--- REQUIREMENT ---
Return every record below exactly as written, omitting any pictures.

Excerpts of pointing data
----------
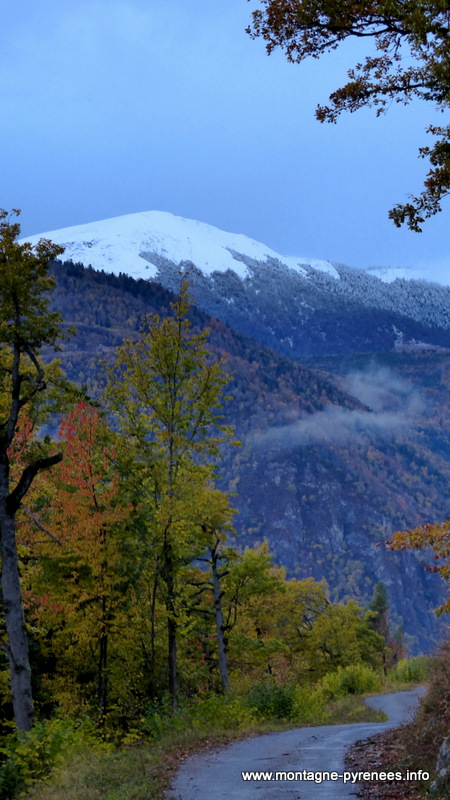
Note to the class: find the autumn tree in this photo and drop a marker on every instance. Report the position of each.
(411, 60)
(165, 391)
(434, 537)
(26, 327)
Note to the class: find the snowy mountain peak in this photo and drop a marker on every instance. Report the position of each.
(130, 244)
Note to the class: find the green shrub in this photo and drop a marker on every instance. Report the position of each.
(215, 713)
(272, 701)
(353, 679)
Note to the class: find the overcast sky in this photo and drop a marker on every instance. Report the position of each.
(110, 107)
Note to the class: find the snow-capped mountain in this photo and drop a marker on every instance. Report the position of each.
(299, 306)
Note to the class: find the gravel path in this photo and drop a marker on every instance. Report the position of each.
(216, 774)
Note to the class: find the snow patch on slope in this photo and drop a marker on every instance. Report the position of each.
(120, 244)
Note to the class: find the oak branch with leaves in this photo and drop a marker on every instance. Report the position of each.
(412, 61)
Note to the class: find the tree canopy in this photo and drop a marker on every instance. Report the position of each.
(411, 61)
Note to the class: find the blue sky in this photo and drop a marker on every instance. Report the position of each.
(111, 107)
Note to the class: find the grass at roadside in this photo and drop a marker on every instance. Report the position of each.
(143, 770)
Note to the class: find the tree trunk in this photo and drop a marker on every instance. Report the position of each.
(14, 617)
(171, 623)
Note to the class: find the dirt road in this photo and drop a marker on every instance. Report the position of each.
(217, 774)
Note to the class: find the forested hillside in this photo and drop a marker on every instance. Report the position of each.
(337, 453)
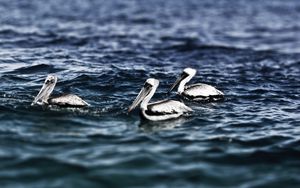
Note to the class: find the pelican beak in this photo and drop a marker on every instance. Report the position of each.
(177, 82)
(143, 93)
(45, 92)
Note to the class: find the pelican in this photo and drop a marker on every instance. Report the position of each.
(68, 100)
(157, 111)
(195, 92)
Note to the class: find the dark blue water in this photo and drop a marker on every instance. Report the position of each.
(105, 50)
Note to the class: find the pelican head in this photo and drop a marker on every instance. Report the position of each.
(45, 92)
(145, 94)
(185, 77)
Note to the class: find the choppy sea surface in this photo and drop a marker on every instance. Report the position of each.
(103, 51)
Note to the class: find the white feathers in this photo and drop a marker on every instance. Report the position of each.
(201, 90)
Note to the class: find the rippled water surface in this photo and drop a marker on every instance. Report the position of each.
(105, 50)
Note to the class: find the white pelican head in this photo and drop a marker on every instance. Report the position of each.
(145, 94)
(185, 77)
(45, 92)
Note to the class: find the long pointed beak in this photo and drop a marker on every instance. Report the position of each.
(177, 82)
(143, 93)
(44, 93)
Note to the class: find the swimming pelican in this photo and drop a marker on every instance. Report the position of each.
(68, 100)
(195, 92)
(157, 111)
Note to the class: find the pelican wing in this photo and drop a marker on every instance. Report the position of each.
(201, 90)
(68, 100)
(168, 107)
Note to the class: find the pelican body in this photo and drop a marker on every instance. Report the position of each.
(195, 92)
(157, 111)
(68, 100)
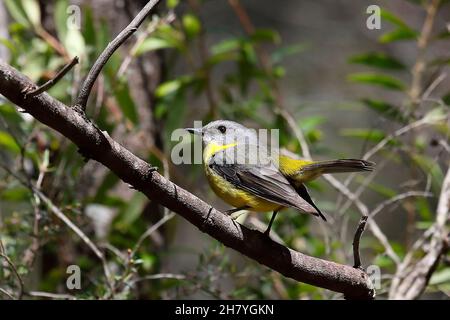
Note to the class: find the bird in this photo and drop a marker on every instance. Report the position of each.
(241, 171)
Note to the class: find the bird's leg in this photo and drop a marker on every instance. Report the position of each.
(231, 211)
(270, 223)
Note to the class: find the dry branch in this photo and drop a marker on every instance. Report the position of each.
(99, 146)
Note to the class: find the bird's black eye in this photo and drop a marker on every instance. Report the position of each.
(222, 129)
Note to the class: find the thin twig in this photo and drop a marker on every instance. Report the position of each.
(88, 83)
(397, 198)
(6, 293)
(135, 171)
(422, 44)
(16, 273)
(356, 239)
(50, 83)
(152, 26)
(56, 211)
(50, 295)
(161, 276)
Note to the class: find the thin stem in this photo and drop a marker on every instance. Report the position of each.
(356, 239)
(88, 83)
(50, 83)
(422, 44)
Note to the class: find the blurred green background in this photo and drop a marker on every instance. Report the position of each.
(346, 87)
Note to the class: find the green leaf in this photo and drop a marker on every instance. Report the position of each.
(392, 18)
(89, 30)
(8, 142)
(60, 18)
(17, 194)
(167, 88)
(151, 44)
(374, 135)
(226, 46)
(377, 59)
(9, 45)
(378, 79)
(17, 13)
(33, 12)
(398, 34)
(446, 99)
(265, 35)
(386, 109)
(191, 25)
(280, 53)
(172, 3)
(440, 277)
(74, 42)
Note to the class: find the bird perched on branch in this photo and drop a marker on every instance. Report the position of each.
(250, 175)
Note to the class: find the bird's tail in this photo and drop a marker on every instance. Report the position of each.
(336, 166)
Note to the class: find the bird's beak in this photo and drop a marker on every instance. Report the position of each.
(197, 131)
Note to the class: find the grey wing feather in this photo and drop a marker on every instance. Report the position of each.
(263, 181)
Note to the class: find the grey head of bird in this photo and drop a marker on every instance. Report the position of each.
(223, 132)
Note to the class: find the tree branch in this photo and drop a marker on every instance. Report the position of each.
----------
--- SOLUTION TO THE PROBLEM ---
Note to the class: find the autumn tree in this photo and drop a marker on every instance. Report the position of each.
(411, 60)
(165, 391)
(434, 537)
(26, 327)
Note to the class: find the snowy mountain peak in this photo and drop a marker on every instance. Report the position of each.
(130, 244)
Note to the class: find the green shrub in this photo and drop a marker on every instance. Report the position of each.
(215, 713)
(272, 701)
(353, 679)
Note to the class: find the overcast sky in this photo and drop a marker on every instance. Report the position of each.
(110, 107)
Note to the class: find the snow-capped mountain in this photo and drop a marker on every instance. Report the position of each.
(299, 306)
Note to the class: find the gravel path in this photo and drop a marker on every instance. Report the position of each.
(216, 774)
Note to the class: find the snow patch on slope in this photo and drop a marker on every instance. Report the position of each.
(120, 244)
Note to the class: find the oak branch with leaves in this photo and drop a marker on every instance. Report the position of each.
(412, 61)
Note to the class: find the tree canopy in this photo and drop a marker on every instance. Report the position of each.
(411, 61)
Note to the class: find the blue sky in this photo and drop a marker on every instance. Report the position of each.
(111, 107)
Note to the class: find the grass at roadside in this photo and drop a marker on every instance. Report the position of each.
(143, 770)
Note to the class: find the tree trunk in this photo and drop a marker on every instance. Report the position of each.
(14, 617)
(171, 623)
Note to the class: find the dirt road in this photo and drop a marker on every instance. Report the position of each.
(217, 774)
Note to the class: find the forested hillside in this photo and drop a marker on every instance. Report the position of each.
(337, 453)
Note to the class: find the pelican beak in this photo and drop a marker on every instance. Report the position of each.
(177, 82)
(143, 93)
(45, 92)
Note to the class: find the pelican in this photo and drop a marker on every instance. Report the position of each.
(68, 100)
(157, 111)
(195, 92)
Note to the class: find the dark blue water in this photo and drop a marker on every instance. Report the position of each.
(105, 50)
Note to the class: find the pelican head in this photo and drop a marker on every instance. Report the position of each.
(45, 92)
(145, 94)
(185, 77)
Note to the class: find the choppy sea surface in this photo and drop a marker on every instance. Report the position of each.
(103, 51)
Note to the class: find the white feathers in this photo and drop a marker on every instance. Report the position of each.
(201, 90)
Note to the class: find the rippled water surface in this photo and drop a marker on every instance. Report the position of each.
(105, 50)
Note to the class: find the white pelican head in this photo and drop a marker on every instance. Report the position of each.
(145, 94)
(185, 77)
(45, 92)
Note to the class: find the long pointed beak in this photo and drop a marker on every instance. Report the position of each.
(177, 82)
(143, 93)
(44, 93)
Note to the class: find the swimming pelican in this photo and drop a marker on every instance. Report the position of each.
(68, 100)
(195, 92)
(157, 111)
Note to the class: find the pelican wing in this photo and drop a marker on every instance. Report the position of each.
(201, 90)
(68, 100)
(168, 107)
Note to the class: find the pelican body in this photo and drop a marker on every instance. Report the position of each.
(195, 92)
(157, 111)
(68, 100)
Note to the class: find the bird in this photo and drop a marker on every instance. Report the position of each.
(241, 171)
Note to the class: find the bird's leg in this photo and drop a marker on every instance. Report the position of each.
(231, 211)
(270, 223)
Note to the class: find the dry branch in this photo and drop a marker on every instance. Report the position of each.
(99, 146)
Note to the class: find the bird's black eye in this photo and drop a marker on every instance. Report the position of each.
(222, 129)
Note to the class: find the thin twig in this photo and drop a marker on every instance. Report the position of each.
(88, 83)
(397, 198)
(6, 293)
(135, 171)
(422, 44)
(16, 273)
(356, 239)
(50, 83)
(152, 26)
(56, 211)
(50, 295)
(161, 276)
Note to the class: find the thin stem in this photo and drop a marker on every instance. Report the position of each.
(356, 239)
(88, 83)
(50, 83)
(422, 44)
Note to the class: find the blurred green background in this photo and drop a marker on every instance. Report the position of each.
(346, 87)
Note to the class: find the green leaf in this photo and drop a marker on every instance. Report the position of each.
(392, 18)
(89, 30)
(8, 142)
(60, 18)
(17, 194)
(167, 88)
(151, 44)
(374, 135)
(226, 46)
(377, 59)
(9, 45)
(378, 79)
(17, 13)
(33, 12)
(398, 34)
(446, 99)
(265, 35)
(386, 109)
(191, 25)
(280, 53)
(172, 3)
(440, 277)
(74, 42)
Note to the class: find the bird perched on branch in this photo and drop a marker on every instance. Report the position of each.
(250, 175)
Note to the class: find the bird's tail in this photo and drop a marker on every instance. Report the position of each.
(336, 166)
Note to the class: find the bird's beak in this photo and drop a marker on every instance. Report the position of each.
(197, 131)
Note to the class: find the grey wing feather in this photo and drop a marker on every instance. Report the position of each.
(263, 181)
Note to the class: find the grey head of bird in this photo and drop a marker on every instance. Report the position of each.
(223, 132)
Note to the class: find the tree branch in this photo and drop a marker on every instance. Report the position of each.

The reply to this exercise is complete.